In the entries that follow, identify the line containing "the white border" and return it together with all later lines, exactly as they appear.

# # #

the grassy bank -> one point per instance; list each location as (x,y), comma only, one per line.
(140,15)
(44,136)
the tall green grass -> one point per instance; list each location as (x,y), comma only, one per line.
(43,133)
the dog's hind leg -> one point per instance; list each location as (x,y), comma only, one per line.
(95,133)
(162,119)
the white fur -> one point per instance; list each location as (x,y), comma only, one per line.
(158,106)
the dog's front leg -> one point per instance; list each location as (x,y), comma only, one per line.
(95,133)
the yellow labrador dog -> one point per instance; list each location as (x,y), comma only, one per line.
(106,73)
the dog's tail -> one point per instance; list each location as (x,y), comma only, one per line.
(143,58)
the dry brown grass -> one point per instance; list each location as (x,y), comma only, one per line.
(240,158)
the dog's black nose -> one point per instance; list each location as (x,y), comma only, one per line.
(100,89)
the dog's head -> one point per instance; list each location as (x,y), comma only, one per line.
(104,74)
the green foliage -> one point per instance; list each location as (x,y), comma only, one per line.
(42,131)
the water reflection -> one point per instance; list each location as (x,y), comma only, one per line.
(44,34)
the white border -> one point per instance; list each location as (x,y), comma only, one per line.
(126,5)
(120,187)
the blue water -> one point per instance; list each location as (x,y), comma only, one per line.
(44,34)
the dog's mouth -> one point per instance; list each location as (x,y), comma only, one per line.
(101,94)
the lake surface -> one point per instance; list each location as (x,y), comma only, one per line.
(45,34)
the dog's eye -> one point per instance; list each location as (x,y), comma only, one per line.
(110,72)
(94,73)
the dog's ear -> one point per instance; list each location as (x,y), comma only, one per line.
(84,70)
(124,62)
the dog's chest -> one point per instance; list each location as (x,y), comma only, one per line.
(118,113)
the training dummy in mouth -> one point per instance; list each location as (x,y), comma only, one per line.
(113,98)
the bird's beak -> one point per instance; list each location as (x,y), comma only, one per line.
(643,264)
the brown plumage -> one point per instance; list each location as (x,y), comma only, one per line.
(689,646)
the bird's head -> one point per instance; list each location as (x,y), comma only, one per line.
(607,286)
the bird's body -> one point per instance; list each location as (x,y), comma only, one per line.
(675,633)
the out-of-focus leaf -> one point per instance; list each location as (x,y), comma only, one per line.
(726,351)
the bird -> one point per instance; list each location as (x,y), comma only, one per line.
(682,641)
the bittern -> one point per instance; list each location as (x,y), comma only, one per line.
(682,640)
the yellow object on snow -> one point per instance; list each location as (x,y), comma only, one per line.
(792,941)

# # #

Task output
the white border -> one point per instance; list each location as (x,y), comma only, one per line.
(126,5)
(120,187)
the blue water -> one point per instance; list each location as (x,y), comma only, one per line.
(44,34)
the dog's mouth -> one point per instance; list each location as (x,y), comma only, one per line.
(101,94)
the lake surface -> one point per instance; list each location as (x,y), comma only, one per line.
(45,34)
the dog's eye -> one point per instance; list each location as (x,y), comma only, one per line.
(110,72)
(94,73)
the dog's ear -> one point per instance; list each location as (x,y), comma only, one per line.
(84,70)
(124,62)
the dog's chest -> one point per instance; list each location as (x,y), comma only, one per line.
(118,113)
the training dummy in mouth -> one point per instance; list each location as (x,y), comma only, one per line.
(113,98)
the bird's beak -> one point per instance; list each location as (x,y), comma only, one per line.
(643,264)
the brown plumage -> one point per instance; list each location as (x,y), comma only, one per line.
(689,646)
the bird's head -> one point per instance; list each location as (x,y), comma only, one per line.
(607,286)
the bird's body -> one point per instance; list each location as (x,y), comma only, one per line.
(675,633)
the out-of-focus leaf -> one point per instance; list each location as (x,y), comma only, one per line.
(726,351)
the bird -> one point per instance; list each location as (x,y), comma only, one per line.
(682,641)
the bittern -> one point per instance; list each location as (x,y), comma only, one per line.
(682,640)
the yellow object on snow -> one point per instance; list each location as (x,y), comma only, one per line.
(792,941)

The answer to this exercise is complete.